---- Provided passage

Monday, March 28, 2011

20 Rules for Writing Detective Stories

Anyone who knows me knows that I'm mad for vintage mystery. There are certain dusty and cobwebbed tropes that I still find amusing, out of date though they are. I'm lucky that a lot of readers share my sense of humor -- or maybe it's my sense of nostalgia.

But, unlike eyeholes in oil paintings, certain things never go out of style. Those things are the elements of what makes for a satisfying mystery. I thought it would be fun to share today S.S. Van Dine's famous 1928 essay "Twenty Rules for Writing Dectective Stories," and see where those rules have changed -- and where they have not changed.

"Twenty Rules for Writing Detective Stories"
by S.S. Van Dine

THE DETECTIVE story is a kind of intellectual game. It is more — it is a sporting event. And for the writing of detective stories there are very definite laws — unwritten, perhaps, but none the less binding; and every respectable and self-respecting concocter of literary mysteries lives up to them. Herewith, then, is a sort Credo, based partly on the practice of all the great writers of detective stories, and partly on the promptings of the honest author's inner conscience. To wit:

   1. The reader must have equal opportunity with the detective for solving the mystery. All clues must be plainly stated and described.

   2. No willful tricks or deceptions may be placed on the reader other than those played legitimately by the criminal on the detective himself.

   3. There must be no love interest. The business in hand is to bring a criminal to the bar of justice, not to bring a lovelorn couple to the hymeneal altar.

   4. The detective himself, or one of the official investigators, should never turn out to be the culprit. This is bald trickery, on a par with offering some one a bright penny for a five-dollar gold piece. It's false pretenses.

   5. The culprit must be determined by logical deductions — not by accident or coincidence or unmotivated confession. To solve a criminal problem in this latter fashion is like sending the reader on a deliberate wild-goose chase, and then telling him, after he has failed, that you had the object of his search up your sleeve all the time. Such an author is no better than a practical joker.

   6. The detective novel must have a detective in it; and a detective is not a detective unless he detects. His function is to gather clues that will eventually lead to the person who did the dirty work in the first chapter; and if the detective does not reach his conclusions through an analysis of those clues, he has no more solved his problem than the schoolboy who gets his answer out of the back of the arithmetic.

--------

▸ **Exercise tasks**
• A. In the post on detective stories, write out everything from "But, unlike eyeholes in" down to "have not changed.", replacing "oil paintings" with "old portraits".
• B. In the post on detective stories, what year is given for S.S. Van Dine's essay?

---- Data listing

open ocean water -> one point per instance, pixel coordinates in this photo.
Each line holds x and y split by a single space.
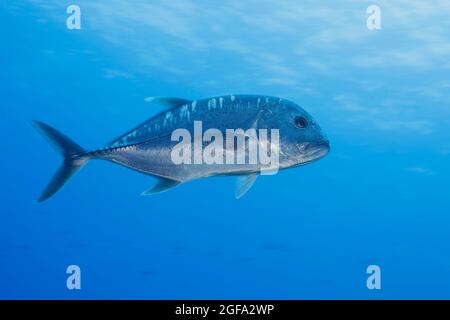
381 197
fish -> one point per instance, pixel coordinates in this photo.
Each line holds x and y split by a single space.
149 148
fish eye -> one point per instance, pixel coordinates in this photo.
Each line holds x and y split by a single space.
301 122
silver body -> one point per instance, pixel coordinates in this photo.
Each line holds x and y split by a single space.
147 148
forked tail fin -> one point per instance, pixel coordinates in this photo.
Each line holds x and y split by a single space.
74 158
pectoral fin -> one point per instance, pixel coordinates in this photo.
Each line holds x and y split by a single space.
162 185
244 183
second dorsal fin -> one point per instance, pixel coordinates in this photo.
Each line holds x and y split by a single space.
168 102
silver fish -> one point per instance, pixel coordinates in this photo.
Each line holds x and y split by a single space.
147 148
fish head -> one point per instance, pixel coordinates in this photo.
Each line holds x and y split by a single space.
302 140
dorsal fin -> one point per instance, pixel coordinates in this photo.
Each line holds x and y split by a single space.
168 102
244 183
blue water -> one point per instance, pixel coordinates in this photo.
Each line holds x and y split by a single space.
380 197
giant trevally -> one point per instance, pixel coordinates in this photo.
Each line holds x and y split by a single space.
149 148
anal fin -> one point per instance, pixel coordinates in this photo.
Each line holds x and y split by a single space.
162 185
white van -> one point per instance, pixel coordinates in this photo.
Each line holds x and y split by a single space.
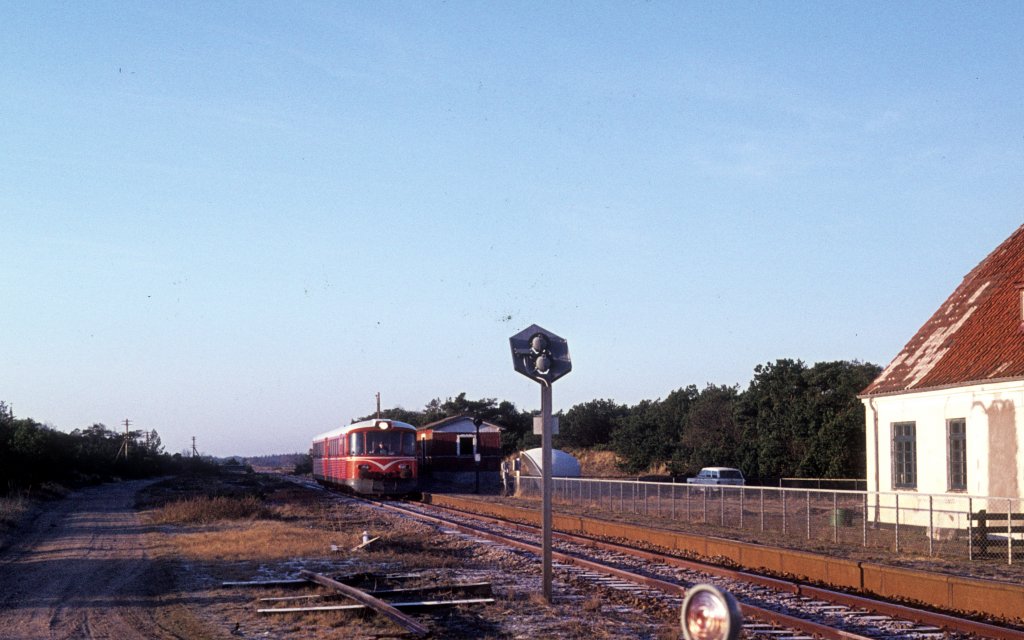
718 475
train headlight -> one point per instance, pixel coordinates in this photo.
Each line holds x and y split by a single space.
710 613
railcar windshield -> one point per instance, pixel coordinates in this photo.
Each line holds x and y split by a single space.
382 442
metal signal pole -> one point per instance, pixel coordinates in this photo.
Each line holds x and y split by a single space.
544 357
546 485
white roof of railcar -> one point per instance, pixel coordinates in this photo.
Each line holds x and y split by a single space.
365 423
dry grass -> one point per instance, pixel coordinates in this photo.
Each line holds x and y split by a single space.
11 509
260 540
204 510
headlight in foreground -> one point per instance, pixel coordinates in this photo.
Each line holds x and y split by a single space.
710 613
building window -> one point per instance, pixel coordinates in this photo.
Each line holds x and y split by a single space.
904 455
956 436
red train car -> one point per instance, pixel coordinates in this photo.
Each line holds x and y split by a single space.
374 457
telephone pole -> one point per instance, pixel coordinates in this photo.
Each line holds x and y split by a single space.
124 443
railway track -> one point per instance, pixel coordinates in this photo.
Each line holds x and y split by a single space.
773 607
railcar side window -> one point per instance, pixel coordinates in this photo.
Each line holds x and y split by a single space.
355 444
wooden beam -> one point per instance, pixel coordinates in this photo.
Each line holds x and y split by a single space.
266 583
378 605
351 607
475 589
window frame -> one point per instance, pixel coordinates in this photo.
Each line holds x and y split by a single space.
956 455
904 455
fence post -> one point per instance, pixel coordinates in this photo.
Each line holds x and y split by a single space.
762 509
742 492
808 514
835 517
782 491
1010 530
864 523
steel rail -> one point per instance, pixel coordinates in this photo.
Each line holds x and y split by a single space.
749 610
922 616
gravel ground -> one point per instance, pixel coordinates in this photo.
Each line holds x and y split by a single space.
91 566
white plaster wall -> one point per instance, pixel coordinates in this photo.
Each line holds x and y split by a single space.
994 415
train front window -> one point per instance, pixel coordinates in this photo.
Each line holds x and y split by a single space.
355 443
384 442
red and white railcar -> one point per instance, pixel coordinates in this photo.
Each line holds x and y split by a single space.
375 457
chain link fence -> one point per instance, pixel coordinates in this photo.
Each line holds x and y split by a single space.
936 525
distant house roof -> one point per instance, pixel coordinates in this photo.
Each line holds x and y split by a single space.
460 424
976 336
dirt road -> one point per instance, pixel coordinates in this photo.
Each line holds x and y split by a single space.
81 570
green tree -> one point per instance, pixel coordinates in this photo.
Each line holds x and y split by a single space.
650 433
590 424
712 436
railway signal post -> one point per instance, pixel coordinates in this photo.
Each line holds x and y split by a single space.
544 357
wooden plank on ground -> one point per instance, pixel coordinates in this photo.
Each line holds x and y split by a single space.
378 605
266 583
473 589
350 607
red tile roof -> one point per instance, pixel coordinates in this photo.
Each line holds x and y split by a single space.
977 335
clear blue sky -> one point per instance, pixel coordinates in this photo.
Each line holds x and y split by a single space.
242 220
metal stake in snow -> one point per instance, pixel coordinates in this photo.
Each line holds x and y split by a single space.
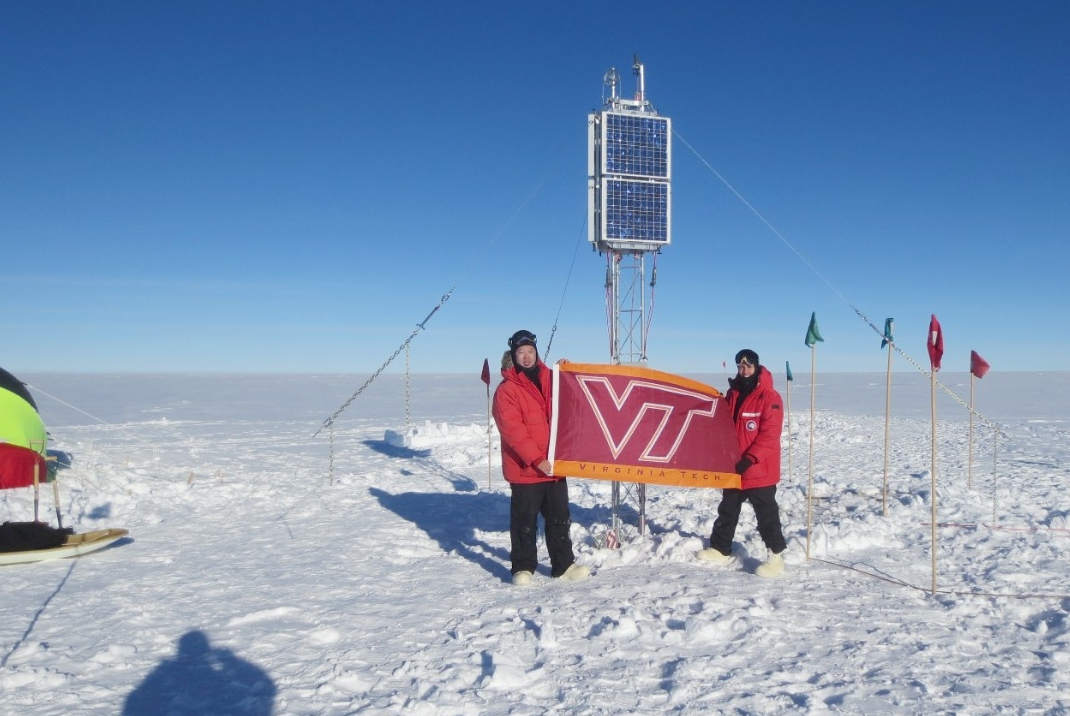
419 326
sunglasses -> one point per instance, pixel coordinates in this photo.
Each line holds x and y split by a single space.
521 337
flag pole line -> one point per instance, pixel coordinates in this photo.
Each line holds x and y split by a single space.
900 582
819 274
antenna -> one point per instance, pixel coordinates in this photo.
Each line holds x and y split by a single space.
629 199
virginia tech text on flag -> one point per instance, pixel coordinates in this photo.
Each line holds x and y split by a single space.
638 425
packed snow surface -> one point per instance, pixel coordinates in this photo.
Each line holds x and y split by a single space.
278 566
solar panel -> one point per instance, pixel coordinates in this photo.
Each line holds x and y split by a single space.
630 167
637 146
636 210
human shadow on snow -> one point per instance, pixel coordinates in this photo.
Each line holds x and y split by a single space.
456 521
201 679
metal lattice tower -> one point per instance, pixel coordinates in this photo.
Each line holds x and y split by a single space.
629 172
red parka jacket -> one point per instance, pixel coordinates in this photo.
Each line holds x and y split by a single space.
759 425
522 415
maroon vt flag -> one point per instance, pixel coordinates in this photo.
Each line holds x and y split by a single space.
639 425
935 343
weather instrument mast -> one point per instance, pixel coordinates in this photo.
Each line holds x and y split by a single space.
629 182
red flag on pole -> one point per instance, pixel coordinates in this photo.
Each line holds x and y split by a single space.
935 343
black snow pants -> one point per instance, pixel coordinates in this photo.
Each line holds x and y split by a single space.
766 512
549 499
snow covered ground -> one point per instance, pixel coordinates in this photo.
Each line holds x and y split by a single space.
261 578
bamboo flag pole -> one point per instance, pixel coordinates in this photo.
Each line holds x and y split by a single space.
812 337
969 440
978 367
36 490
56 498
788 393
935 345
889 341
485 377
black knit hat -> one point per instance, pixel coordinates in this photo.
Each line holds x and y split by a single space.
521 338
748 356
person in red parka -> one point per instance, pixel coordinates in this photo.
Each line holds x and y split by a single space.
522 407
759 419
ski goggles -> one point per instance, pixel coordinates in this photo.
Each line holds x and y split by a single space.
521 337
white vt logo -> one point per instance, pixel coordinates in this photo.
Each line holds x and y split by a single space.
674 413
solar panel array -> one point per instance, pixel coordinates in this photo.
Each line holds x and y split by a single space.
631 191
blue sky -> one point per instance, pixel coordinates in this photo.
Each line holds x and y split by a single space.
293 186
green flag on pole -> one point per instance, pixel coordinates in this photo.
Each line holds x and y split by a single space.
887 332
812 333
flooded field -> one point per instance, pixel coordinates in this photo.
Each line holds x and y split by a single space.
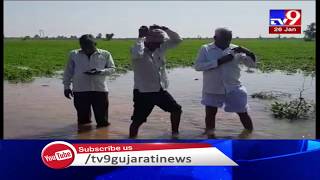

--------

▸ **Solution set**
• A.
But, unlike eyeholes in old portraits, certain things never go out of style. Those things are the elements of what makes for a satisfying mystery. I thought it would be fun to share today S.S. Van Dine's famous 1928 essay "Twenty Rules for Writing Dectective Stories," and see where those rules have changed -- and where they have not changed.

• B. 1928